[Start Records for the task]

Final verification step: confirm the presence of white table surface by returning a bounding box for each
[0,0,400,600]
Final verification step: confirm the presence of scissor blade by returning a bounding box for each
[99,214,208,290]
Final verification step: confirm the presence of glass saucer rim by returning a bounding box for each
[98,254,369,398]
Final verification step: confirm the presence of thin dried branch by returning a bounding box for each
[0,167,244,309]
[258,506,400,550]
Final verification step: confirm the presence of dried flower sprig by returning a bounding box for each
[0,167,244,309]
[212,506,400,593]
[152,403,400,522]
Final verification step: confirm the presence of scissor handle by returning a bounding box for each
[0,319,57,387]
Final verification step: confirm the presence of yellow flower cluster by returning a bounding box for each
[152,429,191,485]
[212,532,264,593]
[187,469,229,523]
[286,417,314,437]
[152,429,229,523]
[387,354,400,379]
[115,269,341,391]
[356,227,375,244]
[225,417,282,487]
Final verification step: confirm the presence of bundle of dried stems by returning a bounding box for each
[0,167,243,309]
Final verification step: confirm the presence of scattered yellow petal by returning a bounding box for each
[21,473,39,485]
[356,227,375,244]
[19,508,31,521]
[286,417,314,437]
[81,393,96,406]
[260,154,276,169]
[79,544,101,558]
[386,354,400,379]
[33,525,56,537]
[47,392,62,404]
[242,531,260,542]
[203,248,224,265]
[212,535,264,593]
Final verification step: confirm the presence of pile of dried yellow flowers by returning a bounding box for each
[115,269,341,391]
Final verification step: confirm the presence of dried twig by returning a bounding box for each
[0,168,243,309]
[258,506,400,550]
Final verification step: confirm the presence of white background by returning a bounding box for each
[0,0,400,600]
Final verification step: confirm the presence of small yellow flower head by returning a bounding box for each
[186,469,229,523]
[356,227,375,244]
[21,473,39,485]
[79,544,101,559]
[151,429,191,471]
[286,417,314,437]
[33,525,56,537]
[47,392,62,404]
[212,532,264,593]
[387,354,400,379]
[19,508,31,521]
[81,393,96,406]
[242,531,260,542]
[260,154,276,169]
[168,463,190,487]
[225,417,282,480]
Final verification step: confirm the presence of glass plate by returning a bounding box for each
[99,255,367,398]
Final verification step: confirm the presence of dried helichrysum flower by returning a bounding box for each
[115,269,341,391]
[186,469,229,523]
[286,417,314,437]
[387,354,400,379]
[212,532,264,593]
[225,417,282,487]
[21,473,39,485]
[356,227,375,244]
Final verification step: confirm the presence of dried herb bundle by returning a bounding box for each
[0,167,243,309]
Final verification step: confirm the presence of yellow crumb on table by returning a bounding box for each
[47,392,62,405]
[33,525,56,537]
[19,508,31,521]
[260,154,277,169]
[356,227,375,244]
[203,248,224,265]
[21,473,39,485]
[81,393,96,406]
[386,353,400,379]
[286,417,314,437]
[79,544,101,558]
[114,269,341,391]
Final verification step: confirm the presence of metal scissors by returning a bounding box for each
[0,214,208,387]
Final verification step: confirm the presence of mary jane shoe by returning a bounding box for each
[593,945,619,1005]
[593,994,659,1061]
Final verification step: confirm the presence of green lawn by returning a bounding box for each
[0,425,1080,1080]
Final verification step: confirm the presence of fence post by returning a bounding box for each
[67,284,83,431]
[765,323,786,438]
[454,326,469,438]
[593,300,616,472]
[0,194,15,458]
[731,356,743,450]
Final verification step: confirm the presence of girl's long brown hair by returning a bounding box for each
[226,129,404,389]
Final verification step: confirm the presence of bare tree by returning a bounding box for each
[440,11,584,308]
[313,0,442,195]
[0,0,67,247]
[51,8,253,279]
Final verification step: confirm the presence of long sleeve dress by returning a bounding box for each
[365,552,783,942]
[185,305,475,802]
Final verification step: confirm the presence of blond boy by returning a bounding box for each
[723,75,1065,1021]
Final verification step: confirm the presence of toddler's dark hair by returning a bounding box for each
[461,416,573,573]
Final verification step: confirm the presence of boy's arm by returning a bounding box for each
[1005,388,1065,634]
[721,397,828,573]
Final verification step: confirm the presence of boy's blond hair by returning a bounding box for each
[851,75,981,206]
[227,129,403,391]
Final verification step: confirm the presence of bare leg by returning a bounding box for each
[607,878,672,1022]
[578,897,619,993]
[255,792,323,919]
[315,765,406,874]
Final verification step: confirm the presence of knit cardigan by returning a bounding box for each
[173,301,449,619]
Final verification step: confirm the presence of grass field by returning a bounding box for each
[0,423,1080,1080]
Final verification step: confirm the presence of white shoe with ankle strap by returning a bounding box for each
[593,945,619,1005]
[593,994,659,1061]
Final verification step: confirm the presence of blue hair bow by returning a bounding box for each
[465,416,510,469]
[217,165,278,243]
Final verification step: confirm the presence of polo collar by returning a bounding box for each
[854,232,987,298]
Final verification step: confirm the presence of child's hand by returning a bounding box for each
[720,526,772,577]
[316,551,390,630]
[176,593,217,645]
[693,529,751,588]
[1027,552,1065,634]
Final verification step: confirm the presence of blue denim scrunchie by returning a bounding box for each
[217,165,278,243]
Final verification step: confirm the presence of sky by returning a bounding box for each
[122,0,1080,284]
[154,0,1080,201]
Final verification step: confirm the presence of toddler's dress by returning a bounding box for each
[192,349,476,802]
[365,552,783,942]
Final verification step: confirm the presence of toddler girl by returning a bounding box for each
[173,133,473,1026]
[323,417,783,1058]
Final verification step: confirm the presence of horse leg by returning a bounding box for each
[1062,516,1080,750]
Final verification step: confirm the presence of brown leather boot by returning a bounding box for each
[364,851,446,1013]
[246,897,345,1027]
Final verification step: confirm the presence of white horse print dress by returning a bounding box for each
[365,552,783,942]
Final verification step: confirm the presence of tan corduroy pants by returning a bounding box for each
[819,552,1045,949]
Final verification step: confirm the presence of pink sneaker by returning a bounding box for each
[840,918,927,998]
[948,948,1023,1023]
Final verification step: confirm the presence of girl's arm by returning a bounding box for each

[End Records for the task]

- [Exercise description]:
Please write out every one of the records above, word for word.

- [Result of this exercise]:
Final verification step: confirm the presence of white table surface by returning a bounding box for each
[0,0,400,600]
Final verification step: confirm the presence of scissor blade by returning a bounding box for each
[99,214,208,290]
Final verification step: confirm the presence of glass saucer rim by returning a bounding box for each
[98,254,369,398]
Final verification step: confirm the presence of thin dried branch by returning a bounding box for each
[0,167,244,309]
[258,506,400,550]
Final verification step: confirm the presence of dried flower sprig by returning a bounding box for each
[0,167,244,309]
[212,506,400,593]
[152,403,400,522]
Final verification step: confirm the presence of scissor handle by returning a bounding box for each
[0,319,57,387]
Final verification step: confirm the presence of yellow flower cluster by returning a bounding box for each
[152,429,191,485]
[212,532,264,593]
[187,469,229,523]
[286,417,314,437]
[152,429,229,523]
[387,354,400,379]
[115,269,341,391]
[356,227,375,244]
[225,417,282,487]
Final verification step: confirm the presence of bundle of dried stems by returning a bounding box for each
[0,167,243,309]
Final verification step: confirm the presence of scattered yellow petal by returning a bounding box for each
[21,473,39,485]
[356,227,375,244]
[19,508,31,521]
[286,417,314,437]
[81,393,96,406]
[260,154,276,169]
[79,544,101,558]
[386,354,400,379]
[33,525,56,537]
[47,392,62,404]
[242,531,260,542]
[203,248,224,265]
[212,535,264,593]
Final verification step: confirm the presence of pile of dried yellow flowers by returning a bounding box for each
[115,269,341,391]
Final verification step: confirm the presence of dried twig by returning a bounding box for each
[0,168,243,309]
[258,506,400,550]
Final verification step: confirm the presence of white background by returning a bounding box for each
[0,0,400,600]
Final verification step: confirm the presence of small yellow flower head by returning a bounding box for each
[186,469,229,523]
[356,227,375,244]
[21,473,39,485]
[79,544,101,559]
[151,429,191,471]
[286,417,314,437]
[33,525,56,537]
[47,392,62,404]
[212,532,264,593]
[387,354,400,379]
[19,508,31,521]
[81,393,96,406]
[242,531,260,542]
[260,154,276,169]
[168,463,190,487]
[225,417,282,480]
Final verification step: confirm the presence of glass plate by returning a bounding box for each
[99,255,367,398]
Final verification step: confirm the presence of dried helichrysum flower by returning a bounding box for each
[115,269,341,391]
[186,469,229,523]
[286,417,314,437]
[387,354,400,379]
[212,532,264,593]
[225,417,282,487]
[21,473,39,485]
[356,227,375,244]
Final verification step: confirm the presence of dried herb bundle by returning a bounding box for each
[0,167,243,309]
Final verification step: confirm the presence of yellow crumb on table by returning a bounding box for each
[47,392,62,405]
[33,525,56,537]
[19,508,31,521]
[260,154,277,169]
[356,227,375,244]
[203,248,224,265]
[21,473,39,485]
[81,393,96,406]
[386,353,400,379]
[286,417,314,437]
[79,544,101,558]
[114,269,341,391]
Final verification step: confirm the presence of metal scissors by returning a bounding box for each
[0,214,208,387]
Final verification step: confirm the presence of mary jane shoe by returning a bounding box for each
[593,945,619,1005]
[593,994,659,1061]
Final verification step: confirm the presence of green lawn by returning a bounding box for each
[0,425,1080,1080]
Final verification step: confirm the presence of fence post by returning a bounding box for each
[67,284,83,431]
[765,323,786,438]
[454,326,469,438]
[593,300,616,472]
[0,194,15,458]
[731,356,743,450]
Final verification step: confirm the presence of girl's long brown hair by returning a bounding box for each
[226,129,404,389]
Final verification step: confirm the presence of bare tree by returning a bounding box for each
[440,11,584,308]
[313,0,442,195]
[0,0,67,247]
[51,8,253,279]
Final verification step: confirm the presence of long sleeve dress by returning a bounding box for each
[365,552,783,942]
[185,305,475,802]
Final verification step: confirm the presence of blond boy by returning a bounding box for each
[723,75,1065,1021]
Final verification step: confirm the presence of toddler's dark hair by returning a bounding box for each
[461,416,573,573]
Final verification step: confirm the presence of boy's arm by returning a bounding box for each
[1005,388,1065,634]
[721,397,828,573]
Final verification step: confirm the presence of boy's blond hair by returning a bounding box for each
[851,75,981,206]
[227,129,403,391]
Final verification step: confirm the presence of bare leg by returning a bounding box for each
[607,878,672,1022]
[578,897,619,993]
[255,792,323,919]
[315,765,406,874]
Final verification step: confirm the presence of knit cardigan by returning a bounding box for each
[173,301,449,619]
Final verification step: confirm the presence of grass field by returning a bounding box for each
[0,423,1080,1080]
Final verification step: confirm the presence of white shoe with ankle strap by returning a bounding box for each
[593,945,619,1005]
[593,994,659,1061]
Final verification step: confirm the presence of blue hair bow by returning a bounding box for each
[465,416,510,469]
[217,165,278,243]
Final verification step: confirm the presence of polo collar by returning a bounding box for each
[854,232,987,298]
Final verification step: confirm the presence of child's hand by returning a bounding box for each
[720,526,772,577]
[316,551,390,630]
[176,593,217,645]
[693,529,751,588]
[1027,552,1065,634]
Final verification step: confirm the presence of blue denim scrunchie by returning a bounding box for each
[217,165,278,243]
Final verification step: confirm the presence of sky by returning a bounding box for each
[122,0,1080,284]
[154,0,1080,201]
Final verification step: confirm the presence of toddler's dress by returning a bounding box for each
[192,349,476,802]
[365,552,783,942]
Final verification step: confirm the presence of toddler girl by returning a bounding box for each
[173,133,473,1026]
[323,417,783,1058]
Final verification step: confirm the presence of horse leg by returning a bounding box for each
[1062,516,1080,750]
Final verification step: confirm the presence of brown leather boot by returning a bounding box for each
[364,851,446,1013]
[246,897,345,1027]
Final verification step: confirm the presence of white horse print dress by returning a bounding box for each
[365,552,783,942]
Final verification step: confirm the presence of tan corduroy pants by returning a bounding box for each
[819,552,1045,949]
Final verification step: confirm the presence of pink sneaker by returning a bounding box for each
[840,918,927,998]
[948,948,1023,1023]
Final verification step: confirm the presence of girl's arm by returning a bounding box for each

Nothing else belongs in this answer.